-- Цель 1 --
Каких двух авторов предложенный отрывок исключает из тех, кто «поварился» в символистской или авангардистской среде?

-- Предложенный отрывок --
━━━━━━

Как возник тип модерниста-«одиночки» — по Кузмину, отшельника, по Ходасевичу, дикого, или, согласно мандельштамовскому «Выпаду», поэтической особи? Наши восемь авторов (исключая Кузмина и Цветаеву), прежде чем найти себя, «поварились» в символистской или авангардистской среде. Отход от крайностей в центр, а от групп — к осознанию своей индивидуальности стимулировал поиск особой манеры, особой тематики, особого отношения к себе. Параллельно приходило осознание того, что житейская судьба настоящего писателя меркнет рядом с его «изделиями». Разумеется, дабы полноправно представлять своего автора, «изделие» должно быть выполнено с полной отдачей.

━━━━━━

-- Листинг к заданию --

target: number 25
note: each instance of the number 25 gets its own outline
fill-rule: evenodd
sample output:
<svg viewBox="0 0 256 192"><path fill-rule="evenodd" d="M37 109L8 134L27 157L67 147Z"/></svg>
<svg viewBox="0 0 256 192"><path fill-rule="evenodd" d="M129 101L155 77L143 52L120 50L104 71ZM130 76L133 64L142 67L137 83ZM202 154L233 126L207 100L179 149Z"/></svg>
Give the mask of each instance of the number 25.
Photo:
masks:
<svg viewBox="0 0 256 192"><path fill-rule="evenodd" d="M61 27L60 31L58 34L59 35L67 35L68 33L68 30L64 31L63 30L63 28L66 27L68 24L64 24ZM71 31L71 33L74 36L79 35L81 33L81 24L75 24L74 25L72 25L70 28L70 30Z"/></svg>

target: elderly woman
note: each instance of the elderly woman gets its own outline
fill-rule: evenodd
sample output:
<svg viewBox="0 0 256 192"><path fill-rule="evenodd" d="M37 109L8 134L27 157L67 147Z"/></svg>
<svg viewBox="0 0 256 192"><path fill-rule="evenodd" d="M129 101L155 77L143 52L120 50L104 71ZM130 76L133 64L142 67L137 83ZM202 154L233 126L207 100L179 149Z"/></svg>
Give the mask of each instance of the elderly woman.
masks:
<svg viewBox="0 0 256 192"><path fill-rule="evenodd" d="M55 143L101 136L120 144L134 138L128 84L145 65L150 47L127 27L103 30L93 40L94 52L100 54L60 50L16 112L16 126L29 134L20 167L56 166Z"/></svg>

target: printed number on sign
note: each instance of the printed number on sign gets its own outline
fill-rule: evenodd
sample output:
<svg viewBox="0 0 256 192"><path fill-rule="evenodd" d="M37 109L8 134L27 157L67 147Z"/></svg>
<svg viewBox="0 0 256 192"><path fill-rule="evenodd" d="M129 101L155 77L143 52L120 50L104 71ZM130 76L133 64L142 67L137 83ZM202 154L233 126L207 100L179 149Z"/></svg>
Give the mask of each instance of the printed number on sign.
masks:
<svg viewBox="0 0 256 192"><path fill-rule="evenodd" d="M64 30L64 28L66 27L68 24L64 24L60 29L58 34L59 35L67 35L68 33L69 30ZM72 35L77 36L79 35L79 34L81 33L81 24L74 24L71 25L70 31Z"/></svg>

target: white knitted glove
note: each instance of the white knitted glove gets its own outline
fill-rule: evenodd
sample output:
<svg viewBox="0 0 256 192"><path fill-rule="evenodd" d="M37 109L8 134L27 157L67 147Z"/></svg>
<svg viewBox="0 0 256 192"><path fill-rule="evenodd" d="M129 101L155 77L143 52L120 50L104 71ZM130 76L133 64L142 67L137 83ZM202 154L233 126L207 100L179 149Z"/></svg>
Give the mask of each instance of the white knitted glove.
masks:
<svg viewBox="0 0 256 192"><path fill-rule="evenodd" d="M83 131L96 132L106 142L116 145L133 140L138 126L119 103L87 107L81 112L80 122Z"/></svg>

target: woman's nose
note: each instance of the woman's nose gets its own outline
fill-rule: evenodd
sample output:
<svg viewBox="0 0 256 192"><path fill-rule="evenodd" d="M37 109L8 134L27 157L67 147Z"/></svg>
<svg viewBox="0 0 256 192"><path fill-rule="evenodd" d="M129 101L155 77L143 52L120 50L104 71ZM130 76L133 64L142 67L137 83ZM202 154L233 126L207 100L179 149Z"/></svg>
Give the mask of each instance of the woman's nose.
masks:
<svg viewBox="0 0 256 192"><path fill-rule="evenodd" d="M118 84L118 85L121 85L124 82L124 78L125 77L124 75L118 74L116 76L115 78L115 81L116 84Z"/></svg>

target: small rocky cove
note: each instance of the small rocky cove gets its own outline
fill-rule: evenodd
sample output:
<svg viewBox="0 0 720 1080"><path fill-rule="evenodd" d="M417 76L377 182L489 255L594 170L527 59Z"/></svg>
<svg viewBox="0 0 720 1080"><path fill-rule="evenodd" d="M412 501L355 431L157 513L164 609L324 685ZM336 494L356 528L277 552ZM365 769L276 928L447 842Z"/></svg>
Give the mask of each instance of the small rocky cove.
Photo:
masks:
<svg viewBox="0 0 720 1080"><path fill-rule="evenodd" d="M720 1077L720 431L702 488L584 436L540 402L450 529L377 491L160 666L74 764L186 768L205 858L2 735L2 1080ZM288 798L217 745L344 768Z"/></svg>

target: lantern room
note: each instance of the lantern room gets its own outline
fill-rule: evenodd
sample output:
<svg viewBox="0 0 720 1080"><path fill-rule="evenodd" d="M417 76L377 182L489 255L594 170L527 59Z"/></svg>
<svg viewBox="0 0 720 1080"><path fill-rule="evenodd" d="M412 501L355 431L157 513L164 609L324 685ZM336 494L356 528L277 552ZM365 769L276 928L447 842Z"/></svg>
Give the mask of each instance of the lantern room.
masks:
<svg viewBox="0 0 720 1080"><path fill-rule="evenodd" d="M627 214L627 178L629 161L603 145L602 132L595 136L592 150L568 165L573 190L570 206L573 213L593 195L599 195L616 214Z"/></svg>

━━━━━━

-- Цель 2 --
Пожалуйста, приведите в виде нумерованного списка участок листинга от строки, содержащей «target: lantern room», до конца листинга, включая обе границы и пропустив пустые строки.

-- Ответ 1 --
Кузмина и Цветаеву.

-- Ответ 2 --
1. target: lantern room
2. note: each instance of the lantern room gets its own outline
3. fill-rule: evenodd
4. sample output:
5. <svg viewBox="0 0 720 1080"><path fill-rule="evenodd" d="M417 76L377 182L489 255L594 170L527 59Z"/></svg>
6. <svg viewBox="0 0 720 1080"><path fill-rule="evenodd" d="M412 501L355 431L157 513L164 609L324 685ZM336 494L356 528L277 552ZM365 769L276 928L447 842Z"/></svg>
7. Give the mask of each instance of the lantern room.
8. masks:
9. <svg viewBox="0 0 720 1080"><path fill-rule="evenodd" d="M627 214L627 178L629 161L603 145L602 132L595 136L592 150L568 165L573 190L570 206L573 213L593 195L599 195L616 214Z"/></svg>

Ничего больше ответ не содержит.